_THE TASK:_
Give again, word for word, the lines below that run from the line with "Target: black and white photograph" through the line with "Target: man". Drop the pictures.

(DATA SHOWN begins)

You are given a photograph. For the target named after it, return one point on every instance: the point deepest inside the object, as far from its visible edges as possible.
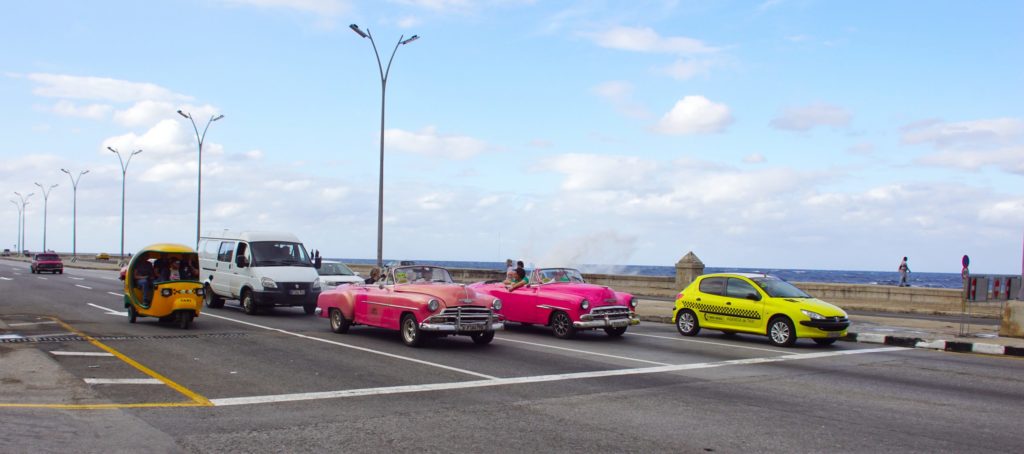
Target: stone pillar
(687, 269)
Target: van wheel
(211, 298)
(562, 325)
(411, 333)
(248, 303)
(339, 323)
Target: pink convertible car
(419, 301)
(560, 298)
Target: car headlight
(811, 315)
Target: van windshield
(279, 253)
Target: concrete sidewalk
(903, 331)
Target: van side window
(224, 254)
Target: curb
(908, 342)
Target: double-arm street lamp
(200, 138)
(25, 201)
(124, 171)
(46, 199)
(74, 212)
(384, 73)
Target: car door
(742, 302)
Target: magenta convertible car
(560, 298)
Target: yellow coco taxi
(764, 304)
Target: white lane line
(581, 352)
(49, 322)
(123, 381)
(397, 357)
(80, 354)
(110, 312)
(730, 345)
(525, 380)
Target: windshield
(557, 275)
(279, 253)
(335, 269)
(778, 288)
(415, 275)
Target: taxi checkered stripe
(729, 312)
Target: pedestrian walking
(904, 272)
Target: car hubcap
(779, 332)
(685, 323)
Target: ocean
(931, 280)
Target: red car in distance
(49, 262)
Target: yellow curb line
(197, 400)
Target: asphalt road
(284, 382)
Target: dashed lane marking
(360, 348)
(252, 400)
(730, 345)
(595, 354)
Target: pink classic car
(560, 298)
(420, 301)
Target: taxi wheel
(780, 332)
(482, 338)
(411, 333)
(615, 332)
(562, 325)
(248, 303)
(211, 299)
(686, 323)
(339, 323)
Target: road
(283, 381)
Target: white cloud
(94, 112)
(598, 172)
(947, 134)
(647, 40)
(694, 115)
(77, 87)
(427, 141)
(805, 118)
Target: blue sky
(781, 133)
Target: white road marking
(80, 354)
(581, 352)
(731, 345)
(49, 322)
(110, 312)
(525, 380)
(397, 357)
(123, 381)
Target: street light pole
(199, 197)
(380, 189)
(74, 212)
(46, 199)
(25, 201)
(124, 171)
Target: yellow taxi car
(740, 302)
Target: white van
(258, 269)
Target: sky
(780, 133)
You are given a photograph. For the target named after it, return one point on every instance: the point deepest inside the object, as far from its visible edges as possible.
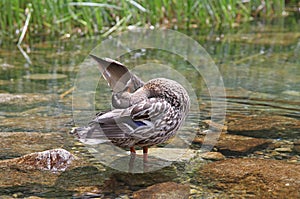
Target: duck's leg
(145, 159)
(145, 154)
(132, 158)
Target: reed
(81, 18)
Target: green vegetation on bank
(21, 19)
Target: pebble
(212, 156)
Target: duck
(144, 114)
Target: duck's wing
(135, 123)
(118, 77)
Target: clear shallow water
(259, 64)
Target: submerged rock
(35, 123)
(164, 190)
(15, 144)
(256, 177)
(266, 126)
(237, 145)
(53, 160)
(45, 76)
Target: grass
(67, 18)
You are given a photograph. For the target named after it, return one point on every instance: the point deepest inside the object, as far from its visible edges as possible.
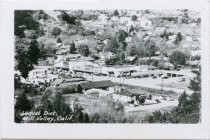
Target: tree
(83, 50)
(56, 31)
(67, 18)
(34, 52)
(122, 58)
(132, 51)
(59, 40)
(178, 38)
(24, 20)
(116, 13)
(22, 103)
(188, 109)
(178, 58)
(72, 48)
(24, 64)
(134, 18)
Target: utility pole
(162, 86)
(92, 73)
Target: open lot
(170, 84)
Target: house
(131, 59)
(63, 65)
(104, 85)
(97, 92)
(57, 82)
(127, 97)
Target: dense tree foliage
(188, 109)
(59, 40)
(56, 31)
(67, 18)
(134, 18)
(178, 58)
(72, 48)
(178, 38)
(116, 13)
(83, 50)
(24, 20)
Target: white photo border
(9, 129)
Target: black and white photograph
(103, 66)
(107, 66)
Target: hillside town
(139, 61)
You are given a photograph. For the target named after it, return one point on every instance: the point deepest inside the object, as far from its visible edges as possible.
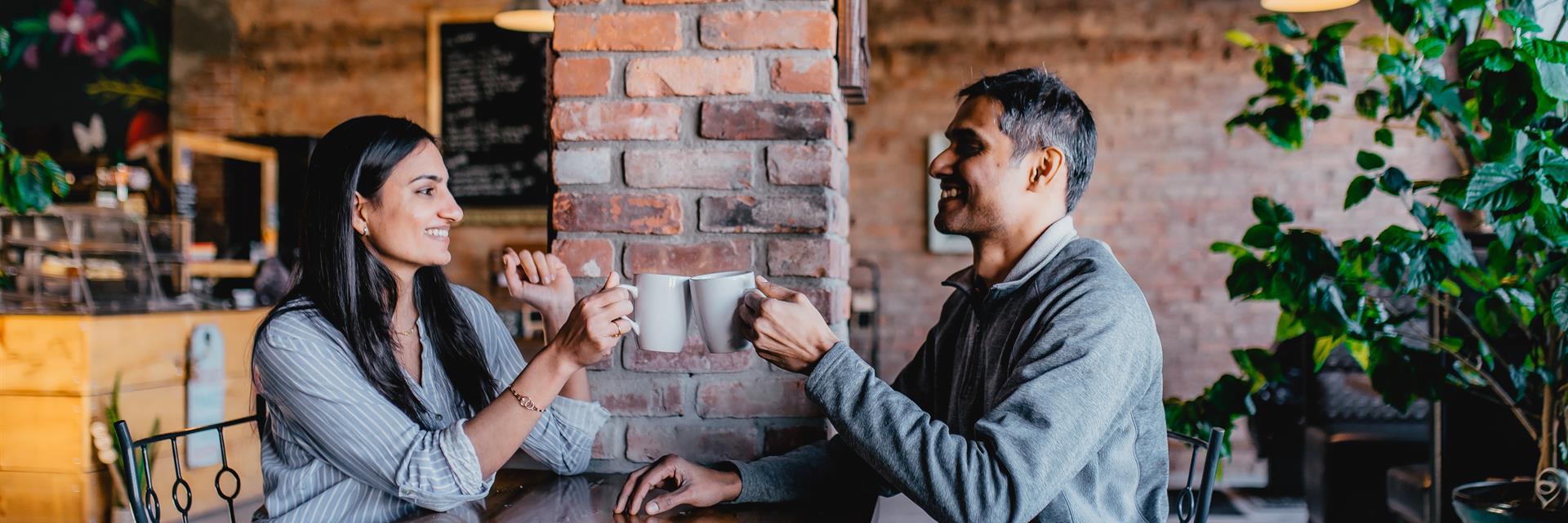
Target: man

(DATA SHOWN ends)
(DATA SHOWN begins)

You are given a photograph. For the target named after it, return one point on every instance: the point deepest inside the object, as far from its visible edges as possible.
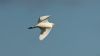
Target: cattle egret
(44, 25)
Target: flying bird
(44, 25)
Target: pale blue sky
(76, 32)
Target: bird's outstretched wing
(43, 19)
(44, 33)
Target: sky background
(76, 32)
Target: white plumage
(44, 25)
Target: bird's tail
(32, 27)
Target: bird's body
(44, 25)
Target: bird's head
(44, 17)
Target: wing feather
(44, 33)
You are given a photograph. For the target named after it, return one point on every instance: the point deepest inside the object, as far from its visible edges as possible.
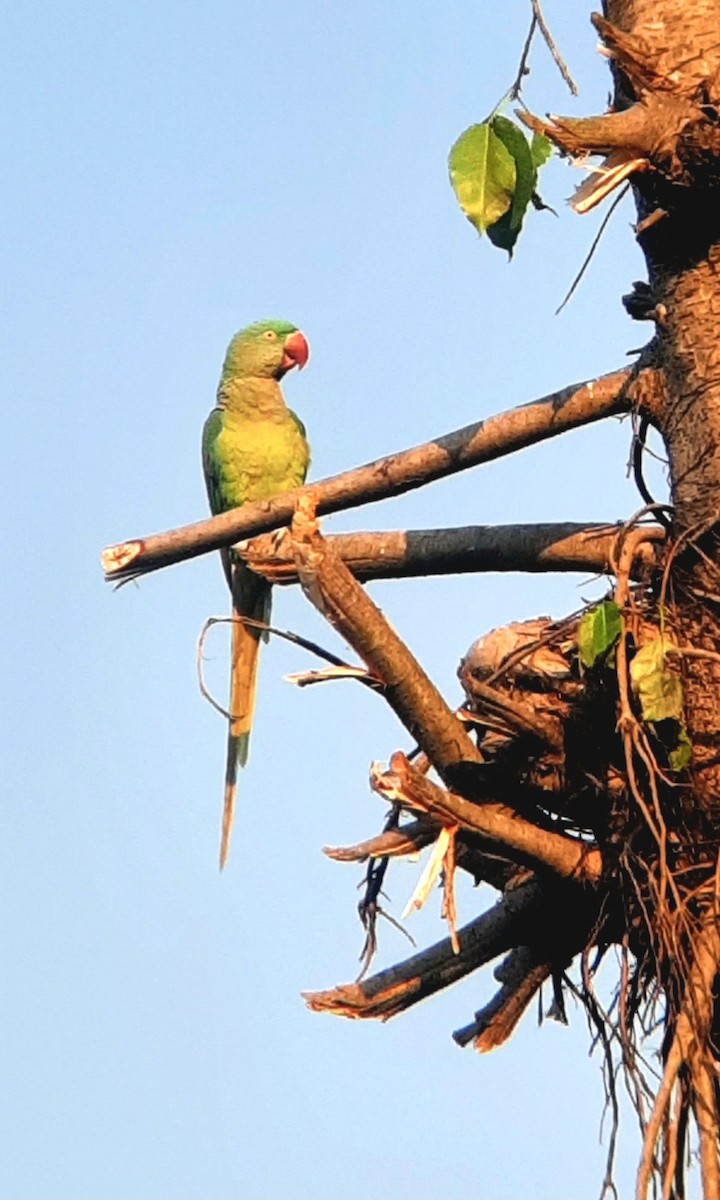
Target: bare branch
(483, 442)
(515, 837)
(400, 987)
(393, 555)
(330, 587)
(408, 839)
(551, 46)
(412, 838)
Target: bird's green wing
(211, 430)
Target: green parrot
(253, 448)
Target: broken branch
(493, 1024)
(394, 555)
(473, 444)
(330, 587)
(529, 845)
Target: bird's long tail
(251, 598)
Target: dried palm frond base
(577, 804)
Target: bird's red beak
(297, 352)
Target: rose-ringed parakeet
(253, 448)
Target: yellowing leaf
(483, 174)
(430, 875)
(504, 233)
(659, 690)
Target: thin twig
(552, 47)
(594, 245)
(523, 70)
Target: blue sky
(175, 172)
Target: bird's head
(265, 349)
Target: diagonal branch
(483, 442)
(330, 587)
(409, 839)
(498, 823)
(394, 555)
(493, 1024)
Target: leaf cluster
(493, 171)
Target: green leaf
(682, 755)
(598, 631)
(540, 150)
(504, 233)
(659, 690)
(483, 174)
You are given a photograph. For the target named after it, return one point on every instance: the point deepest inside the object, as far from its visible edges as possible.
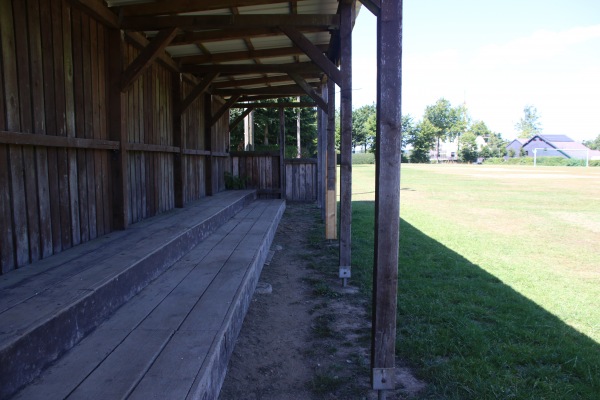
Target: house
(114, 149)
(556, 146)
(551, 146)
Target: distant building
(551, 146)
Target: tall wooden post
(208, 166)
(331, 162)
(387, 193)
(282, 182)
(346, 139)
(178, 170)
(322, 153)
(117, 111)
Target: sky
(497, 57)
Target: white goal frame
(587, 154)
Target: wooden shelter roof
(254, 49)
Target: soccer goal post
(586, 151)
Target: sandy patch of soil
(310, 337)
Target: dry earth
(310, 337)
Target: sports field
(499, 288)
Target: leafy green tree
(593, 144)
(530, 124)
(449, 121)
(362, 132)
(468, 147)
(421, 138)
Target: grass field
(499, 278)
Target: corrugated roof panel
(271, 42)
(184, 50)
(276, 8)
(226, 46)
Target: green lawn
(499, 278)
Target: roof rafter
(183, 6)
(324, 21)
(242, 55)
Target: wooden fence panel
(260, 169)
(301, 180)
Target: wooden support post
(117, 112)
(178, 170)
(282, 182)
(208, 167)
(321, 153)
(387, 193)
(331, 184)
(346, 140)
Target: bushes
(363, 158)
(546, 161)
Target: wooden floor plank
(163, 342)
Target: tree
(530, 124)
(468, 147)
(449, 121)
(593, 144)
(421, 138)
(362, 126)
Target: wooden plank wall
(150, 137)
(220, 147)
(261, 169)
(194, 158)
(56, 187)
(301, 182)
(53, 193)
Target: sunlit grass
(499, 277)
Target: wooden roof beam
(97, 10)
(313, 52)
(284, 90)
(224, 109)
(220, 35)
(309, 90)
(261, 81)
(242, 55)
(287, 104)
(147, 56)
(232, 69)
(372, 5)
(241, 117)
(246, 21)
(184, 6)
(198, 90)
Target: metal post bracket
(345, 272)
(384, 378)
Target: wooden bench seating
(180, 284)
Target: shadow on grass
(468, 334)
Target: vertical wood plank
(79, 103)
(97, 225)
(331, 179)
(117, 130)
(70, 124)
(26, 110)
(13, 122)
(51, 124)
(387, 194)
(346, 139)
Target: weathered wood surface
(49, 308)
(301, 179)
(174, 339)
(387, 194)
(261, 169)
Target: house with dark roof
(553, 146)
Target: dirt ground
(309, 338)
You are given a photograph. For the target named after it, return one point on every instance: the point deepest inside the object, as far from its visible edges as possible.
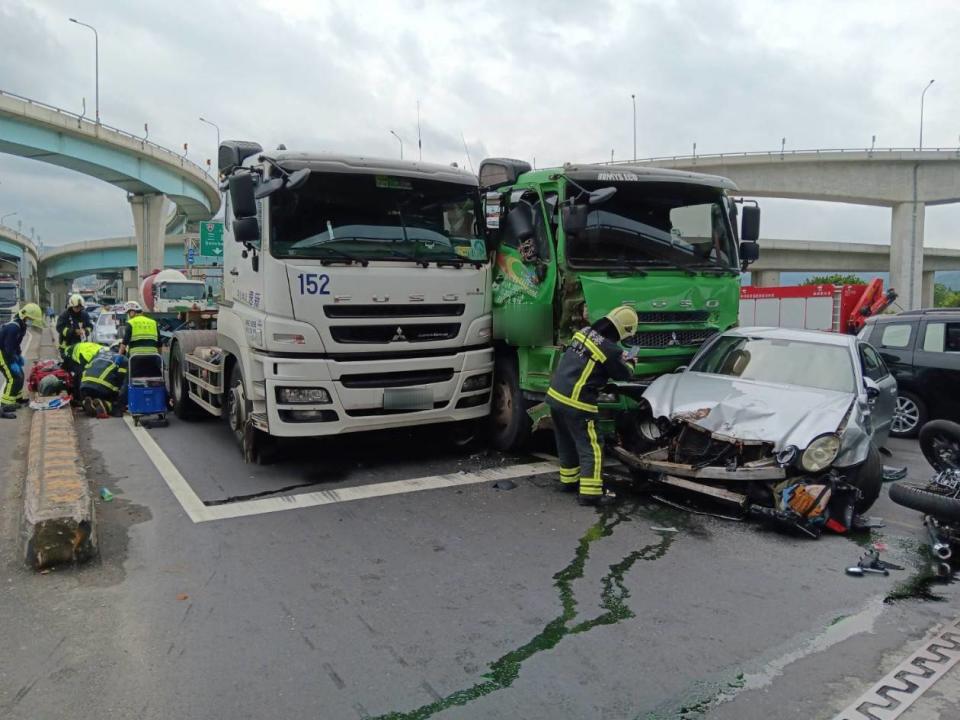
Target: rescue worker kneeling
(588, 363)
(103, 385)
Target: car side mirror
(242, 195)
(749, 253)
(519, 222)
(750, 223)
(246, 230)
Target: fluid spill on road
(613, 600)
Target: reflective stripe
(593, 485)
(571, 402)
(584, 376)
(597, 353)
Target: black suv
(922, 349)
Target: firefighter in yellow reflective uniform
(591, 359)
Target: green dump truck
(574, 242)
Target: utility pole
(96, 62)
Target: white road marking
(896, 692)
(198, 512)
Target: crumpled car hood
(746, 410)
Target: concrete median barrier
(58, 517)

(DATA SHOWN ends)

_EXERCISE OUTPUT:_
Target: black and white photograph
(103, 66)
(107, 66)
Target: hillside town
(139, 61)
You are given a photograph. For the target named after it, return one point on every instance: the point deepest inside the object, as far from its visible edges as possible.
Target: man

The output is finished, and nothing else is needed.